OBIETTIVO 1:
Stabilisci se ciascuna affermazione concorda con il testo su Norton Simon, rispondendo sì o no e citando le parole del testo che lo dimostrano.
(a) Norton Simon è nato nel 1907 a Portland.
(b) A 16 anni Norton si trasferisce da solo a San Francisco.
(c) La cena con il mercante d'arte si è svolta a dicembre.

TESTO DI LETTURA:
»»

Norton Simon, secondo un artista contemporaneo americano
Introduzione essenziale a Norton Simon, magistrale collezionista d’arte durante la fioritura culturale dell’America del secondo Novecento
Los Angeles esiste alla fine del mondo. Così mi diceva lo scorso dicembre un importante mercante d’arte durante una cena in un caffè di Melrose. L’ironia non mi è sfuggita, mentre cercavo di dosare su una fetta di pane a lievitazione naturale una lussuosa salsa di prezzemolo verdeggiante, con agrumi brillanti, olio d’oliva, nocciole tostate e acciughe. Assaporando i sapori intensi del mio piatto ho contemplato i vari scenari apocalittici che la regione suggerisce: siccità, incendi, frane e la minaccia sempre presente dei terremoti. A quale fine si riferiva? Il mio commensale ha apprezzato l’ambiguità della sua affermazione, spostando bruscamente la conversazione sugli eccezionali prodotti californiani, sulle sue gallerie emergenti preferite, sui musei di livello mondiale, e sulla propria soddisfazione per essere riuscito a stabilire in città radici stabili. Compiaciuto di quest’ampia offerta di contraddizioni, ha sorriso. Ho capito che, in questo caso particolare, la “fine del mondo” si riferisce all’ultimo fuso orario metropolitano prima della vasta distesa dell’Oceano Pacifico, riflesso del divario spazio-temporale tra l’Europa e la città degli angeli. Riflettendo sulle sue parole, ho pensato alla mia recente visita al Norton Simon Museum, e all’ambizioso, complicato e brillante collezionista d’arte di cui l’istituzione porta il nome. Riflettevo soprattutto sulle condizioni in cui Norton ha acquisito la sua fortuna, alla fine del mondo.
Norton Winfred Simon nasce nel 1907 a Portland, Oregon, e qui si esprime la sua esistenza, ai margini della cultura, in un lontano angolo nord-occidentale degli Stati Uniti. I suoi genitori, figli di immigrati ebrei dell’Europa orientale, riescono a garantire ai loro figli una vita agiata; Norton ha due sorelle più piccole. Ma si trova ad affrontare una tragica perdita quando la madre more prematuramente, lasciando un vuoto che Norton cercherà di colmare per il resto della sua vita. A 16 anni si trasferisce con le sorelle a San Francisco, per vivere con una zia. Nonostante si iscriva all’Università della California, a Berkeley, su insistenza del padre, il percorso accademico di Norton si interrompe quasi subito. La Grande Depressione colpisce duramente l’attività di famiglia, ma Norton riesce comunque a trovare la propria strada.

««

Record estratti:

»»

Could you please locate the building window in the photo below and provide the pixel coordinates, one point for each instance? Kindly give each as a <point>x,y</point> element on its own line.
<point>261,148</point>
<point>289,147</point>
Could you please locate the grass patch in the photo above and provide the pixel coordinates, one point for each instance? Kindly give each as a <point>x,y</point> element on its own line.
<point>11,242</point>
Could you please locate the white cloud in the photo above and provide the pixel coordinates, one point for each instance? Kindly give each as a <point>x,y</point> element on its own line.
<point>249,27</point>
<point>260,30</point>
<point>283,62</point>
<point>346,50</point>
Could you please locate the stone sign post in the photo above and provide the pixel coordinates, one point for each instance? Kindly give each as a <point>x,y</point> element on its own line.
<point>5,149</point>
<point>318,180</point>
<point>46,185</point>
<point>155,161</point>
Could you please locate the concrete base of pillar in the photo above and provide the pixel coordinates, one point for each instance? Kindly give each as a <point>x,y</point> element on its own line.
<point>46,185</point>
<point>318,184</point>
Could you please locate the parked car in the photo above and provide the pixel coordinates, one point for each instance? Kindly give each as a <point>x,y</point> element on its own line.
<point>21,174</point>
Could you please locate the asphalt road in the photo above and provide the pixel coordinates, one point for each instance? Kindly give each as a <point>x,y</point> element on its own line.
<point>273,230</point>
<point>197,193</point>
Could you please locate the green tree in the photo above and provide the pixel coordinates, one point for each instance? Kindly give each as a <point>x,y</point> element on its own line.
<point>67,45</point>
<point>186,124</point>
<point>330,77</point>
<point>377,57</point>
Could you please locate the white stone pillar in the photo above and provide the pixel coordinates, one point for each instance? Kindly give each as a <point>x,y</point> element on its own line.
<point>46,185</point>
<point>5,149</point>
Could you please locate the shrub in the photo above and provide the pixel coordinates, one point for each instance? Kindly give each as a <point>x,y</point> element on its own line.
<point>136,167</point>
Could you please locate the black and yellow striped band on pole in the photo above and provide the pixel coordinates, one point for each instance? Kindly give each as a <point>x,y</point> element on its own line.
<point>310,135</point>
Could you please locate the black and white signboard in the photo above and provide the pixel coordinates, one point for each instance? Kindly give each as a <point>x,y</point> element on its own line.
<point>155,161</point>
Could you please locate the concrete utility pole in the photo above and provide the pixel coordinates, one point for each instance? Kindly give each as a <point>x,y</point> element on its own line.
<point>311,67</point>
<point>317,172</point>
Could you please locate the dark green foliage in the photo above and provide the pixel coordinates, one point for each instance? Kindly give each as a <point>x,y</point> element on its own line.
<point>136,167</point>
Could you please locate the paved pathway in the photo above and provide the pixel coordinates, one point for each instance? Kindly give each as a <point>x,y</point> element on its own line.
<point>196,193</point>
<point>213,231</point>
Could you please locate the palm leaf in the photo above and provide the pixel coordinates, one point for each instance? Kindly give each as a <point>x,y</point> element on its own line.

««

OBIETTIVO 2: Riscrivi le righe dell'elenco a partire da quella che contiene "Could you please locate the green" fino a quella che contiene "<point>377,57</point>", rinominando "green tree" in "leafy tree" e lasciando tutto il resto invariato.

SOLUZIONE 1:
(a) Sì: "Norton Winfred Simon nasce nel 1907 a Portland, Oregon"
(b) No: "A 16 anni si trasferisce con le sorelle a San Francisco, per vivere con una zia."
(c) Sì: "Così mi diceva lo scorso dicembre un importante mercante d’arte durante una cena in un caffè di Melrose."

SOLUZIONE 2:
Could you please locate the leafy tree in the photo above and provide the pixel coordinates, one point for each instance? Kindly give each as a <point>x,y</point> element on its own line.
<point>67,45</point>
<point>186,124</point>
<point>330,77</point>
<point>377,57</point>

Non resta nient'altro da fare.